Short exercise 1 -> In the text about the M6 Preston Bypass, how long was the road when it opened?

The UK's first motorway, the M6 Preston Bypass, opened on this day in 1958, so today marks the sixtieth birthday of the motorway network.
When it opened, it wasn't much of a motorway by modern standards. Just eight miles in length, beginning at a roundabout on the A6 south of Preston and ending at another roundabout on the A6 to the north, and with just one motorway-type junction in between them connecting to the A59 at Samlesbury, it had two lanes each way, no hard shoulders and a picturesque hedge down the central reservation. Lancashire Police reported that, in the first few weeks after "Motorway Six" opened, average traffic speed was about 40mph.
The new road was opened by Harold Macmillan, then the prime minister, on the morning of 5 December, beginning the gradual completion of a motorway network linking the UK's major cities. It marked the start of a world Macmillan could scarcely have imagined: a world of fast communications by road, a world of new opportunities for business and industry, and a world of Motorway Cops narrated by Jamie Theakston.
Ten years ago today, being the true road geek I am, I was in Preston with a group of like-minded people from SABRE, the official society for the sort of person who visits a motorway on its birthday. We travelled the bypass in all directions, photographed it from all angles, visited a special exhibition about it at the local museum, and made an excursion up to Cumbria to see the new section of M6 between Carlisle and Gretna. There was even a birthday cake.

(A block of data)
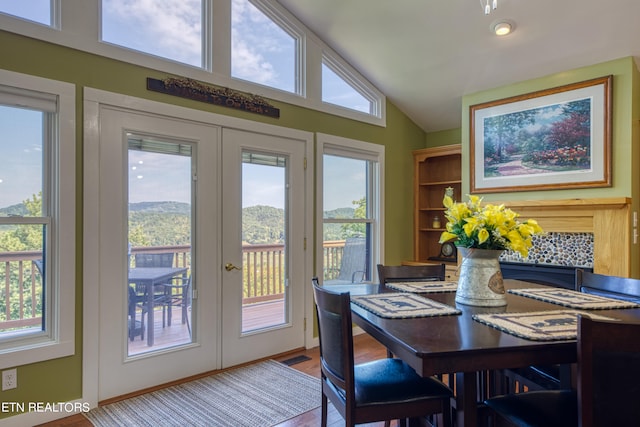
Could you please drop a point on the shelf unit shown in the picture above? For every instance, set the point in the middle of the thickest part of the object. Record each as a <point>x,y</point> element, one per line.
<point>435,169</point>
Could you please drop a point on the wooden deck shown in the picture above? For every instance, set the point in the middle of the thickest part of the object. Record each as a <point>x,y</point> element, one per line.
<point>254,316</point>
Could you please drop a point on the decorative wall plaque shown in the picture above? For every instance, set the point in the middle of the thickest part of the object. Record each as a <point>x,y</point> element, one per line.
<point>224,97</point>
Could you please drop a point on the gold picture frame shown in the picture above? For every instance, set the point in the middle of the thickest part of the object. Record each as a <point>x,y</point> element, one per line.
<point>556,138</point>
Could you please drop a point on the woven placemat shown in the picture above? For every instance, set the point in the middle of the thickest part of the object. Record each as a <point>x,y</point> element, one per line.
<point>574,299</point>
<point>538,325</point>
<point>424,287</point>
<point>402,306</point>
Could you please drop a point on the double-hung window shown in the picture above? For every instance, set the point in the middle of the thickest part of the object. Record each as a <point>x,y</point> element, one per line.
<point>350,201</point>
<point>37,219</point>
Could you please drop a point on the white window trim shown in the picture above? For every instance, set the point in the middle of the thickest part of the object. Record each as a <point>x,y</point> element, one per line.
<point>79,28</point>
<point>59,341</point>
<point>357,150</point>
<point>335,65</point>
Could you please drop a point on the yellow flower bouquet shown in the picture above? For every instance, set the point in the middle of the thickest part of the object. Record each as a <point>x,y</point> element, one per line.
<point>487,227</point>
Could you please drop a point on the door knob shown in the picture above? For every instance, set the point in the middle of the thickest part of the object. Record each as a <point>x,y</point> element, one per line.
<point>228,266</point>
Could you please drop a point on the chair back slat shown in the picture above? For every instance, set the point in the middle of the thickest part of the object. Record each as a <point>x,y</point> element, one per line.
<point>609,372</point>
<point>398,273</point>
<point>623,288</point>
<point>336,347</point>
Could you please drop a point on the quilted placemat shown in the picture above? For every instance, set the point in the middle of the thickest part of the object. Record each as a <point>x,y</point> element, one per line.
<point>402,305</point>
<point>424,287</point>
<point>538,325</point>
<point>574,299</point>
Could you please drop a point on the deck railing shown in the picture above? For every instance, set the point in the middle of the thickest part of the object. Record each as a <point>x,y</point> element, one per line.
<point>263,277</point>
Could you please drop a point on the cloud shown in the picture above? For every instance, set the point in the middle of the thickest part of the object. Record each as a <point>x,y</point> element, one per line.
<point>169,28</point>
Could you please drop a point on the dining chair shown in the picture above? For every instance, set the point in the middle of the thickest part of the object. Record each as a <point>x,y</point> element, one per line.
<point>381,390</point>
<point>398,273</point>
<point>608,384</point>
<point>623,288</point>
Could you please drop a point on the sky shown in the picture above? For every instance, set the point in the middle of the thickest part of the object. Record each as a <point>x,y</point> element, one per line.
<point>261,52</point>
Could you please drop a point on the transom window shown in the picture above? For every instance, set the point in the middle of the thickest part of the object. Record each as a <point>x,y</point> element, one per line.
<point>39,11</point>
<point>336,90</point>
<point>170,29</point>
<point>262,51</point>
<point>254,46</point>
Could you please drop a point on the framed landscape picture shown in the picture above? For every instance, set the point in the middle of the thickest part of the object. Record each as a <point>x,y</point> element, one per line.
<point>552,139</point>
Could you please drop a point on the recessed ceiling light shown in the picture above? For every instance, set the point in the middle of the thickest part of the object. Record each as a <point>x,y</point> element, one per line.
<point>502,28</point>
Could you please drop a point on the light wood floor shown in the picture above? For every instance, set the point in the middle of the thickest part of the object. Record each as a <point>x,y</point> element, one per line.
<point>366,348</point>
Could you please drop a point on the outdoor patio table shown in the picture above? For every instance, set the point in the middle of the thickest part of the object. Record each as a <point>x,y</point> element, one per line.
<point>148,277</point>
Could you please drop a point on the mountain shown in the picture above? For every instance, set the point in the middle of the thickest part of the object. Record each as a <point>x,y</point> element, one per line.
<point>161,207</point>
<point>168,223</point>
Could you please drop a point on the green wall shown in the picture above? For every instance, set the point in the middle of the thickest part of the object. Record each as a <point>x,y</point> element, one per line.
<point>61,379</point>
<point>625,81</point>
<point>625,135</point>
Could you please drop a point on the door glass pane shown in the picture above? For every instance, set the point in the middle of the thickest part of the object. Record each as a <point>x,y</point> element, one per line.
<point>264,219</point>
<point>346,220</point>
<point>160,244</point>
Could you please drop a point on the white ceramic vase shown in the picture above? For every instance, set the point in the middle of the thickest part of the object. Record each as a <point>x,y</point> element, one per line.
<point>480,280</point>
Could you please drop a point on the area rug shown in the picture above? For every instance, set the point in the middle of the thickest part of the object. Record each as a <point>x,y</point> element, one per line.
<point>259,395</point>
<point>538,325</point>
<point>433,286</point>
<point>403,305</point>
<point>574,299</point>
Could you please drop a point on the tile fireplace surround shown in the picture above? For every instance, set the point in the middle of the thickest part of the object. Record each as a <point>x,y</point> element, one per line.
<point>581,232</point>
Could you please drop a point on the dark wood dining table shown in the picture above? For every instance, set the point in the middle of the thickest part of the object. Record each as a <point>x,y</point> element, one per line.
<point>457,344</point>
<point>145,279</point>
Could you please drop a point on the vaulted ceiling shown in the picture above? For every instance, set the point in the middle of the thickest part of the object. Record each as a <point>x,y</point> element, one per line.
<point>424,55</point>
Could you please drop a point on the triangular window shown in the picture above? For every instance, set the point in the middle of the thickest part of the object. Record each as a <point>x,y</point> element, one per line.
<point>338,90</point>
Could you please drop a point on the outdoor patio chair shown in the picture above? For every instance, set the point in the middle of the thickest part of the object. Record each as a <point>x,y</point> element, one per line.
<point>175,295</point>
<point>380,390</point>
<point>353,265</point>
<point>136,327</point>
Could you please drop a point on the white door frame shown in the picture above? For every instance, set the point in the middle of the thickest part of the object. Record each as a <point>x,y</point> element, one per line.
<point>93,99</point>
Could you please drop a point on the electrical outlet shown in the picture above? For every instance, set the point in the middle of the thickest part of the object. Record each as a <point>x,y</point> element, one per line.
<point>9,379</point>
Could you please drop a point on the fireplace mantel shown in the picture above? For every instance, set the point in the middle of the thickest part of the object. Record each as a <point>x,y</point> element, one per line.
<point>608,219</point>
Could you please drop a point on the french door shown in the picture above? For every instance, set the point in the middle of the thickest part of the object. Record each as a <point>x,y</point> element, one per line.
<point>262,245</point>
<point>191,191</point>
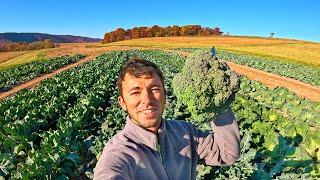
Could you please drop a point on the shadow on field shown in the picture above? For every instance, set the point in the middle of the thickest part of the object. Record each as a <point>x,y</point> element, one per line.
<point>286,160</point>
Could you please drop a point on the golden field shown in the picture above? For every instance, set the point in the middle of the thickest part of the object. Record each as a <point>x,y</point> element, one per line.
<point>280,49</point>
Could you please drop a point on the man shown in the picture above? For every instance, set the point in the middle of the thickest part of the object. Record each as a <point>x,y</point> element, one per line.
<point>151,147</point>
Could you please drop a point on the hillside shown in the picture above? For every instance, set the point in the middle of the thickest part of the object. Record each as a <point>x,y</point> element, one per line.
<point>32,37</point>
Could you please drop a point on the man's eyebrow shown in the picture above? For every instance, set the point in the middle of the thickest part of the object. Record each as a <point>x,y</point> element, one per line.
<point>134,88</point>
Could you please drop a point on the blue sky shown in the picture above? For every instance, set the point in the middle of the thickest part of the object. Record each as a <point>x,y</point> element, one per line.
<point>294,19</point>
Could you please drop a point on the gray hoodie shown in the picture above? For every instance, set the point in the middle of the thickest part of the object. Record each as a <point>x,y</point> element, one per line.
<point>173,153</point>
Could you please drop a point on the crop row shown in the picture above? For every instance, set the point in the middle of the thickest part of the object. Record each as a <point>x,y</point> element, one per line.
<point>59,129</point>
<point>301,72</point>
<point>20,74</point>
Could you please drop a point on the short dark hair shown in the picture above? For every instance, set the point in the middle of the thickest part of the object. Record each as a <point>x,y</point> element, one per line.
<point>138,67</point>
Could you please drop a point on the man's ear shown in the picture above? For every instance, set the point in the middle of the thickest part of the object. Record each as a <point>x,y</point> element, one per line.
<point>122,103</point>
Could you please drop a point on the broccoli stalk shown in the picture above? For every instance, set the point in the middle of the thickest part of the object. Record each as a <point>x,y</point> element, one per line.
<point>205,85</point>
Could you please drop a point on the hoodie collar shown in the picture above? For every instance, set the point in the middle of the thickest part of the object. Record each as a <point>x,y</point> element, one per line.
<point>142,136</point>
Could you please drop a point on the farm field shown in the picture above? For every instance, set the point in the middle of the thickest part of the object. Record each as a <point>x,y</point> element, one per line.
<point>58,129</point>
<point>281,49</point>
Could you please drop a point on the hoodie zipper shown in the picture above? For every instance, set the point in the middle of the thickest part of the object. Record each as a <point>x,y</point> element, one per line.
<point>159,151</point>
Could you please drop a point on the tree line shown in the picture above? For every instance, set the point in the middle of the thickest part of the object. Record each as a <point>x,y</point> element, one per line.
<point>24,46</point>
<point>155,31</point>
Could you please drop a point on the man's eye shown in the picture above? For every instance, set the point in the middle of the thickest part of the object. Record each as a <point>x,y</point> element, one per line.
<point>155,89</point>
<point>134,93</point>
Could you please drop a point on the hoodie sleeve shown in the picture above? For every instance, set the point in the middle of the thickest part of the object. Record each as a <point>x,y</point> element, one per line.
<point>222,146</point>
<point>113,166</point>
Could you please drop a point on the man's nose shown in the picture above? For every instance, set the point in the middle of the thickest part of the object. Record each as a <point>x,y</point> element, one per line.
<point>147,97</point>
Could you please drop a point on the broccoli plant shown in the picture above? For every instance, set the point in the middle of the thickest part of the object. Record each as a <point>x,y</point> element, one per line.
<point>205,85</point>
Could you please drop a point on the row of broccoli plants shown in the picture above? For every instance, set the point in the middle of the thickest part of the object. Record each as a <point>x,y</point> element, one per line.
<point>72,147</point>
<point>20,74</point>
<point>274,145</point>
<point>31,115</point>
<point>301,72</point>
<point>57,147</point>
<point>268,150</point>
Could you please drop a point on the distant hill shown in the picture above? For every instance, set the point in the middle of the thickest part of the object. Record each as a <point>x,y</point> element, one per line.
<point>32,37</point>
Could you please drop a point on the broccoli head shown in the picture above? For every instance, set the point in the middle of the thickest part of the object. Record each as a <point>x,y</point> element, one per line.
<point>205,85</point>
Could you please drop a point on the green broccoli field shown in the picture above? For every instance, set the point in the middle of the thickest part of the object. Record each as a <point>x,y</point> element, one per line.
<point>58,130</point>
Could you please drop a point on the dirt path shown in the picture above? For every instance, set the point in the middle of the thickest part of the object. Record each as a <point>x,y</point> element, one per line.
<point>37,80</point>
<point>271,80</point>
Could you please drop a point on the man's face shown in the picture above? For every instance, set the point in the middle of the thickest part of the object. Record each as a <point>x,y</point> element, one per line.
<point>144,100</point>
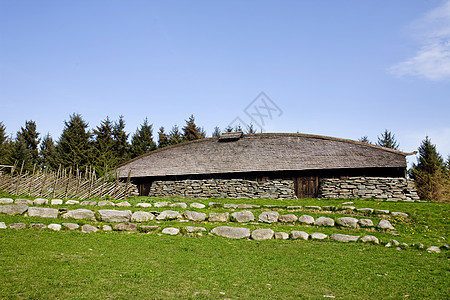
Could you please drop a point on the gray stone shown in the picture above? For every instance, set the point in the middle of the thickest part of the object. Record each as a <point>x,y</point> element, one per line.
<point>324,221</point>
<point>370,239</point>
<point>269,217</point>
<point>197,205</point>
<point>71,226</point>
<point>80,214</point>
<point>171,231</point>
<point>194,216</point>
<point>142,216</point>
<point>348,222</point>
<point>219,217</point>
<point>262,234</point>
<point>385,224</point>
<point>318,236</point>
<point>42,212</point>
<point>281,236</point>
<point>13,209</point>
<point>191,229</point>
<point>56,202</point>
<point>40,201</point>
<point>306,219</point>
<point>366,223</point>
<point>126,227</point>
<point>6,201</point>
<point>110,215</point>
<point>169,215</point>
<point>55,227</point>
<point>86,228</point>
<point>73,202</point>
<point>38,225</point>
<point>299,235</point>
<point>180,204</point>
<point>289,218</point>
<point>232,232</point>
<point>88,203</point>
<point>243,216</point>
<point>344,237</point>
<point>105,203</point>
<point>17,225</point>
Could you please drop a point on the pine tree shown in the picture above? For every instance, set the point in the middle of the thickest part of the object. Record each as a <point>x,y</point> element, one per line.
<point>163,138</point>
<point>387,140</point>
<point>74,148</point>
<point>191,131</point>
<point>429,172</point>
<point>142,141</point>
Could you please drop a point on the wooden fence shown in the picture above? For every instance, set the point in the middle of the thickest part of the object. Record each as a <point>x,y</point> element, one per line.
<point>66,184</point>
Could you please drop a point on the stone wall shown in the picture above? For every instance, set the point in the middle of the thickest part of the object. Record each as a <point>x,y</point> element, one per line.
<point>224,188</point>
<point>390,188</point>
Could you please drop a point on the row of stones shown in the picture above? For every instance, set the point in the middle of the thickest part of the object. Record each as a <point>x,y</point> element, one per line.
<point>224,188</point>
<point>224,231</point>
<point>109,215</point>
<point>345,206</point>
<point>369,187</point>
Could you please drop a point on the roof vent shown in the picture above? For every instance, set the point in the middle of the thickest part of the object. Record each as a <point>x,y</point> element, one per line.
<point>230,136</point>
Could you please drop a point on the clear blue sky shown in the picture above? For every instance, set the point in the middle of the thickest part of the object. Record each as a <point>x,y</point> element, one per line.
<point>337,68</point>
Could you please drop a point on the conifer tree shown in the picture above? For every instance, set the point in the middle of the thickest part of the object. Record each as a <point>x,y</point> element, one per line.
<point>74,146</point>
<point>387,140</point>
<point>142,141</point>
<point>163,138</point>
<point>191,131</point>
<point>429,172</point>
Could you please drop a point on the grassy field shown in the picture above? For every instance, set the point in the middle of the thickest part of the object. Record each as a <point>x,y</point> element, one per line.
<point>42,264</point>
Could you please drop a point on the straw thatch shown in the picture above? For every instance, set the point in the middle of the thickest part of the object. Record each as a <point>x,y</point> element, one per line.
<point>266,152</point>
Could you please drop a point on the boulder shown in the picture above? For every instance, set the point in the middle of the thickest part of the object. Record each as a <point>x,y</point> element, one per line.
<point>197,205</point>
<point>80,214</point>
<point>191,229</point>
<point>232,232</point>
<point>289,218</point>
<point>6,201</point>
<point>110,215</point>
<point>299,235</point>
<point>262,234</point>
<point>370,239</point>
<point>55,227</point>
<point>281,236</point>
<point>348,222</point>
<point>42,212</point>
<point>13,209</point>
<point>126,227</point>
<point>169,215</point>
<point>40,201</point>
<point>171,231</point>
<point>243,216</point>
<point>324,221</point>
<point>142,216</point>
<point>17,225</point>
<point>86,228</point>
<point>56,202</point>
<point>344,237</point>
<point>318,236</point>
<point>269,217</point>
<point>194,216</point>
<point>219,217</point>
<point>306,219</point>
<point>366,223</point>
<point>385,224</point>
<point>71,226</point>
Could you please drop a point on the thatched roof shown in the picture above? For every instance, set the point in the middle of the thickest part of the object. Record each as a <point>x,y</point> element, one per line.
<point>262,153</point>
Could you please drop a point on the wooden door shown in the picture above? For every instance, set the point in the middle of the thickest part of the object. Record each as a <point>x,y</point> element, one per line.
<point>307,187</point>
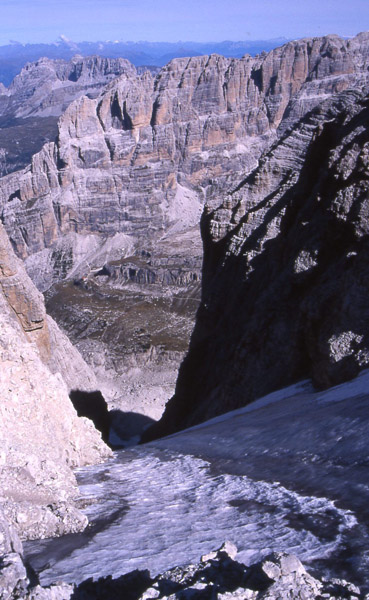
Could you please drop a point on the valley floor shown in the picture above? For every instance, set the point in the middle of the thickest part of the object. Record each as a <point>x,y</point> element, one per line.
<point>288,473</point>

Short exercise 2 -> Turn the listing lines from the line with "Could you please drop a point on the framed" up to and including the line with "<point>552,139</point>" into a JSON list of strings, one string per line, with blank lines left out.

Final result 1 -> Eight miles.

Final result 2 ->
[
  "Could you please drop a point on the framed landscape picture shown in the picture above? For every instance, set the point in the middle of the thickest part of the object. Record each as a <point>x,y</point> element, one per line.",
  "<point>552,139</point>"
]